Position annotation records
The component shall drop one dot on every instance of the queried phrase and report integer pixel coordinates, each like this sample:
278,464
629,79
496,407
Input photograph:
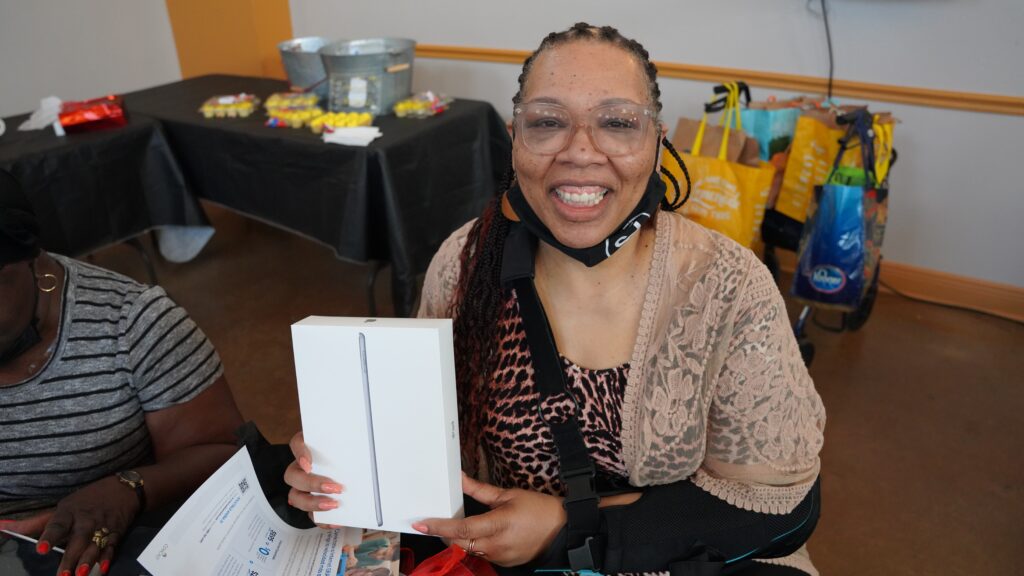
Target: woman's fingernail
331,488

| AIM OF THE TASK |
Rewrite all of the records above with every "Target" replaced by "Query" and everything else left as it is. Omit the pictures from your answer.

| IN RESPONSE |
The component shall drop one dot on every instance of the queried phrase and report integer pixel coordinates, each like this sample:
278,464
629,79
496,407
Input photograph:
Query: woman's fingernail
331,488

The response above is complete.